## PASSAGE SHOWN
Hi Andy, ---- On Tue, 09 Jun 2026 08:01:57 +0800 Andy Lutomirski <[email protected]> wrote --- > On Thu, May 28, 2026 at 4:05 AM Christian Brauner <[email protected]> wrote: > > > > On Thu, May 28, 2026 at 05:52:21PM +0800, Li Chen wrote: > > > Hi, > > > > > > This is an early RFC for an idea that is probably still rough in both the > > > UAPI and implementation details. Sorry for the rough edges; I am sending > > > it now to check whether this direction is worth pursuing and to get > > > feedback on the kernel/userspace boundary. > > > > The idea of having a builder api for exec isn't all that crazy. But it > > should simply be built on top of pidfds and thus pidfs itself instead. > > It has all the basic infrastructure in place already. Any implementation > > should also allow userspace to implement posix_spawn() on top of it. > > > > fd = pidfd_open(0, PIDFD_EMPTY /* or better name */) > > > > pidfd_config(fd, ...) // modeled similar to fsconfig() > > > > After contemplating this for a bit... why pidfd? Doesn't a pidfd > refer to an actual process that is, or at least was, running? This > new thing is a process that we are contemplating spawning. I can > imagine that basically all pidfd APIs would be a bit confused by the > nonexistence of the process in question. >
Yes, I think that is a real concern.
In my current local WIP I tried to keep that distinction explicit.
pidfd_spawn_open() returns a pidfs-backed builder fd, not a normal pidfd
referring to a process. The builder fd is allocated as an anonymous pidfs
file with builder-specific file operations:
file = pidfs_alloc_anon_file("[pidfd_spawn]",
&pidfd_spawn_builder_fops, builder,
O_RDWR);
and the normal pidfd helpers still reject it because it does not use the
ordinary pidfd file operations:
struct pid *pidfd_pid(const struct file *file)

## SOURCE MATERIAL
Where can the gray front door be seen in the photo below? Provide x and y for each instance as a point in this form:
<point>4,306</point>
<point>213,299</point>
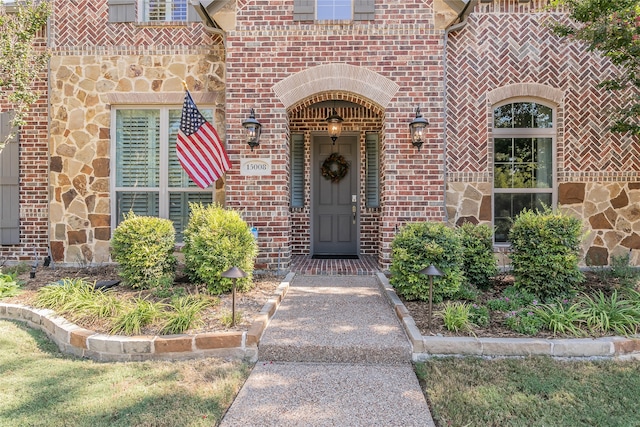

## WHAT TO DO
1) In the pidfd spawn thread, restate the passage that begins at the words "In my current" and stops after "struct file *file)", swapping "builder fd" for "spawn template fd".
2) According to the pidfd spawn thread, why do the normal pidfd helpers still reject the fd that pidfd_spawn_open() returns? Answer in one to three sentences.

## RESULTS OF THE EXERCISE
1)
In my current local WIP I tried to keep that distinction explicit.
pidfd_spawn_open() returns a pidfs-backed spawn template fd, not a normal pidfd
referring to a process. The spawn template fd is allocated as an anonymous pidfs
file with builder-specific file operations:
file = pidfs_alloc_anon_file("[pidfd_spawn]",
&pidfd_spawn_builder_fops, builder,
O_RDWR);
and the normal pidfd helpers still reject it because it does not use the
ordinary pidfd file operations:
struct pid *pidfd_pid(const struct file *file)

2) The helpers reject it because it does not use the ordinary pidfd file operations. Instead, it is allocated as an anonymous pidfs file with builder-specific file operations.